(Data listing)
────────────────────
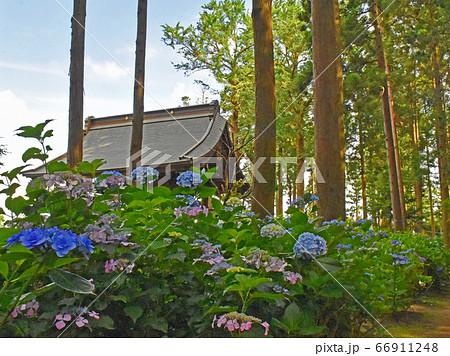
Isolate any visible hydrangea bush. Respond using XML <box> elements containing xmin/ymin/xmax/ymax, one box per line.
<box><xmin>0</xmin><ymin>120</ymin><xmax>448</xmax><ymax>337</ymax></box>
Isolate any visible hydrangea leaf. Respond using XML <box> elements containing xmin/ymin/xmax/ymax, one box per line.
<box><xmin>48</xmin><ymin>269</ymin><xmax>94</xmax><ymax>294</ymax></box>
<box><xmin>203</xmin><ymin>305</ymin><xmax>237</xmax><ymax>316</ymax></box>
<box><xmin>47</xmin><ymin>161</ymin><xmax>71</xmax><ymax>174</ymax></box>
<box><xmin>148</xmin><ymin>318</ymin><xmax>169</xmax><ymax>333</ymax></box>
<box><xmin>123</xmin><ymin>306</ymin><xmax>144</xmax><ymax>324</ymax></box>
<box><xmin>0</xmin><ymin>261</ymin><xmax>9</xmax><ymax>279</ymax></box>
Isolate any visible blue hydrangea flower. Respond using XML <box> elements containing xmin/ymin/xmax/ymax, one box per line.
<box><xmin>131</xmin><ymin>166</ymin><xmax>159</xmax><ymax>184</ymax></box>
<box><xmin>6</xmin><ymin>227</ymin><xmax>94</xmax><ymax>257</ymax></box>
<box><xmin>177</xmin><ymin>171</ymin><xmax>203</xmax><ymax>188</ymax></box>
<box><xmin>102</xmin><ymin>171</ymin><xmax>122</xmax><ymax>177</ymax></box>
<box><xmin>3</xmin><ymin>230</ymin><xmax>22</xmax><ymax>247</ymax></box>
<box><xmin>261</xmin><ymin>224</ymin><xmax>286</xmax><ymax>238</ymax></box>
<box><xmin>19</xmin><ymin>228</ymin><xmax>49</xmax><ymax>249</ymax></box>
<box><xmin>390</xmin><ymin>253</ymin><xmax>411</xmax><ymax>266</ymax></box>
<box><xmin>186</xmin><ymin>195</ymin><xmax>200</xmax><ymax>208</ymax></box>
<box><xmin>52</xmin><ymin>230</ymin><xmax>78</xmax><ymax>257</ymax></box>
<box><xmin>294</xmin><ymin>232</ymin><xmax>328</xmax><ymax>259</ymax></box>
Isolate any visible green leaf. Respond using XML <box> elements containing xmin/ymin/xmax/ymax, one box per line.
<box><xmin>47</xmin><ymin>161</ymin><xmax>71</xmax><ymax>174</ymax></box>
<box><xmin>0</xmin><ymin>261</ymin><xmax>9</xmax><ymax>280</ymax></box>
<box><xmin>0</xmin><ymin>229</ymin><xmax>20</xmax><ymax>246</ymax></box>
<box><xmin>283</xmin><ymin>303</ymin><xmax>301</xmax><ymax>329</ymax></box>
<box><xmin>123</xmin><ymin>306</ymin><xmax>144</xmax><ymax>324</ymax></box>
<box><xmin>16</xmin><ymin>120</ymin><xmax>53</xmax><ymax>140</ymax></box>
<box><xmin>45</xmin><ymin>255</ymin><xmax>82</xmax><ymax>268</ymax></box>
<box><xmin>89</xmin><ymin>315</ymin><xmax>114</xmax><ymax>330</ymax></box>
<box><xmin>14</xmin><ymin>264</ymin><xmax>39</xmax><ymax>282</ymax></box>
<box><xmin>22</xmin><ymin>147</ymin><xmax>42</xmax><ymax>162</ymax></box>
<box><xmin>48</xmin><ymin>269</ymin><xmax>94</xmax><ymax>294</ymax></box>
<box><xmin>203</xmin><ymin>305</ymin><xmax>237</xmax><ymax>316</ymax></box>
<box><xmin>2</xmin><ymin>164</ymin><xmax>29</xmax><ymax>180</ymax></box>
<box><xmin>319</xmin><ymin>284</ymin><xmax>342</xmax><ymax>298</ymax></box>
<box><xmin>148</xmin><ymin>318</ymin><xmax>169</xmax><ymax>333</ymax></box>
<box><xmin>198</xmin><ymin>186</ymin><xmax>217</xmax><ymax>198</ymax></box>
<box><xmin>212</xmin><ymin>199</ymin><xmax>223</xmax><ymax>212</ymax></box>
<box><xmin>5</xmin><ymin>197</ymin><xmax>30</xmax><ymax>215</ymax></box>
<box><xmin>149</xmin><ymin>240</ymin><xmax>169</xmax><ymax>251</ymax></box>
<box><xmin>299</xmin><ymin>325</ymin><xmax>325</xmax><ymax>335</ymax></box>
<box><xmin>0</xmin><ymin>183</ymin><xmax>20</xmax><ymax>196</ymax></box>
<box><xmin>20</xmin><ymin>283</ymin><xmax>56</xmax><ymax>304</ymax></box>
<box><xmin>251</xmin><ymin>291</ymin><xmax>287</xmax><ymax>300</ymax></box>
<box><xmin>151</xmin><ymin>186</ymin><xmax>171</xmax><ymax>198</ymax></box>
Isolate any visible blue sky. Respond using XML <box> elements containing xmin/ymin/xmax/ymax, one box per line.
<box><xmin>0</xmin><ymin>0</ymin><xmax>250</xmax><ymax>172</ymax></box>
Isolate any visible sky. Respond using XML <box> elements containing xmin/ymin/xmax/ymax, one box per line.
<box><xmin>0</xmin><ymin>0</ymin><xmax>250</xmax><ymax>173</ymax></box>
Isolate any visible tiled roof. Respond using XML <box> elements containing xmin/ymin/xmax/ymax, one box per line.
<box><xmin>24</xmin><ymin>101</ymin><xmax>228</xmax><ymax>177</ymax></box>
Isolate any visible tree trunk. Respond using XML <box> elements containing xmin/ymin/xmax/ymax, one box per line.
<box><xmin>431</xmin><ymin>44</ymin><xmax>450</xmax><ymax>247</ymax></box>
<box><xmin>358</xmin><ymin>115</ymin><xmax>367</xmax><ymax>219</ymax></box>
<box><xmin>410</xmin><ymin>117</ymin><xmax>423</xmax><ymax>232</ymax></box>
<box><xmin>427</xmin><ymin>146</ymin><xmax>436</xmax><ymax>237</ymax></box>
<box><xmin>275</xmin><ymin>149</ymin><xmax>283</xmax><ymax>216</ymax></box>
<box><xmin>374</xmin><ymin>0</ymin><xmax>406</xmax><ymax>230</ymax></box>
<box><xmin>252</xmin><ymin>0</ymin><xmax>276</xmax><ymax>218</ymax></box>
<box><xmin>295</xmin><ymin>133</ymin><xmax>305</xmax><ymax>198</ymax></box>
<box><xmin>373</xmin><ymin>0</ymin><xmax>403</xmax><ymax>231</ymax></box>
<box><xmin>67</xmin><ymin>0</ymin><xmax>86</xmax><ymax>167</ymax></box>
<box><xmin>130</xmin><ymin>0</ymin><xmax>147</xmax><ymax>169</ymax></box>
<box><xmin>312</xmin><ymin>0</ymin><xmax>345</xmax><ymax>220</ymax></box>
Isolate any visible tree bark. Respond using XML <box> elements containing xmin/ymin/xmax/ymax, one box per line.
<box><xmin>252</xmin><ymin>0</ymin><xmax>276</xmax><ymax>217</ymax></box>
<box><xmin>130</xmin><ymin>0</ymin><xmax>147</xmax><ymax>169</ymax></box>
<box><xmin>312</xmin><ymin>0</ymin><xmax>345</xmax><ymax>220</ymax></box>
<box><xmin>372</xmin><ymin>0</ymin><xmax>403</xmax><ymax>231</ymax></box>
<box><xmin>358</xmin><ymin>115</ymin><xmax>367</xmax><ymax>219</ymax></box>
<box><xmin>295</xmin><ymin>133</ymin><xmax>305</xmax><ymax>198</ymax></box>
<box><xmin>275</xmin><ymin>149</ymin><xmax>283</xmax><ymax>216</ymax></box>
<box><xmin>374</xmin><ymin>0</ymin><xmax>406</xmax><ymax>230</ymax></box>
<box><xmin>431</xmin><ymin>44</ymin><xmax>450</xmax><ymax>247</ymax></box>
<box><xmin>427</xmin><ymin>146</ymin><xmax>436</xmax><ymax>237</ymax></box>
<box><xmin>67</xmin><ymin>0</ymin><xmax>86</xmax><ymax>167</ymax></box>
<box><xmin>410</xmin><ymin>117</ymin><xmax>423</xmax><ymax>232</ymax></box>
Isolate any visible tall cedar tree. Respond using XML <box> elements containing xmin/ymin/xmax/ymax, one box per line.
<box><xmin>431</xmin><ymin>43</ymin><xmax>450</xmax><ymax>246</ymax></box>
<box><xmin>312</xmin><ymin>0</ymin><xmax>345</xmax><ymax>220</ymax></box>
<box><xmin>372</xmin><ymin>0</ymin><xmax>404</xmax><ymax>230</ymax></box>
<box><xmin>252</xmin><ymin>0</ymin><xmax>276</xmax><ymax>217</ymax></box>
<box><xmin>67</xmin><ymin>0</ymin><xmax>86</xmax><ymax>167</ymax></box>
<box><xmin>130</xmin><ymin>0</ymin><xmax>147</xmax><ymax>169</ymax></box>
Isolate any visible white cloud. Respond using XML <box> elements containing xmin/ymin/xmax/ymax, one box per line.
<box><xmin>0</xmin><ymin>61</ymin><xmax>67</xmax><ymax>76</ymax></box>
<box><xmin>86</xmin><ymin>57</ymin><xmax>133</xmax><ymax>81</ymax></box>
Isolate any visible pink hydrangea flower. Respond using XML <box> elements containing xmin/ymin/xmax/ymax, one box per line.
────────────────────
▸ PROBLEM DETAILS:
From the line containing "Isolate any visible tall" through the final line of the listing above, retype every line exactly; leave out everything else.

▸ RESULT FOR THIS EXERCISE:
Isolate any visible tall cedar tree. Respond using XML <box> elements containing xmin/ymin/xmax/ymax, one box per line.
<box><xmin>431</xmin><ymin>43</ymin><xmax>450</xmax><ymax>246</ymax></box>
<box><xmin>312</xmin><ymin>0</ymin><xmax>345</xmax><ymax>220</ymax></box>
<box><xmin>372</xmin><ymin>0</ymin><xmax>404</xmax><ymax>230</ymax></box>
<box><xmin>252</xmin><ymin>0</ymin><xmax>276</xmax><ymax>217</ymax></box>
<box><xmin>67</xmin><ymin>0</ymin><xmax>86</xmax><ymax>167</ymax></box>
<box><xmin>130</xmin><ymin>0</ymin><xmax>147</xmax><ymax>169</ymax></box>
Isolate any visible white cloud. Respond using XML <box> elements containing xmin/ymin/xmax/ymax, one box per line.
<box><xmin>0</xmin><ymin>61</ymin><xmax>67</xmax><ymax>76</ymax></box>
<box><xmin>86</xmin><ymin>57</ymin><xmax>133</xmax><ymax>81</ymax></box>
Isolate any visible pink hydrangea flower. Respond using XML <box> elements containing xmin/ymin/xmax/ymax, one box per line.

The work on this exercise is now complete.